The records that follow must be reproduced in full, exactly as written.
————————
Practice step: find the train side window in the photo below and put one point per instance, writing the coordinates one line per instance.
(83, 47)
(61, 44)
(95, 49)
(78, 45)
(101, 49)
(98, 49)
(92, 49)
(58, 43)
————————
* **Solved exercise**
Practice step: find the train side window in the photo below and put one point per instance, writing the coordinates one line per instance.
(83, 47)
(61, 44)
(95, 49)
(78, 45)
(101, 49)
(98, 49)
(92, 49)
(58, 43)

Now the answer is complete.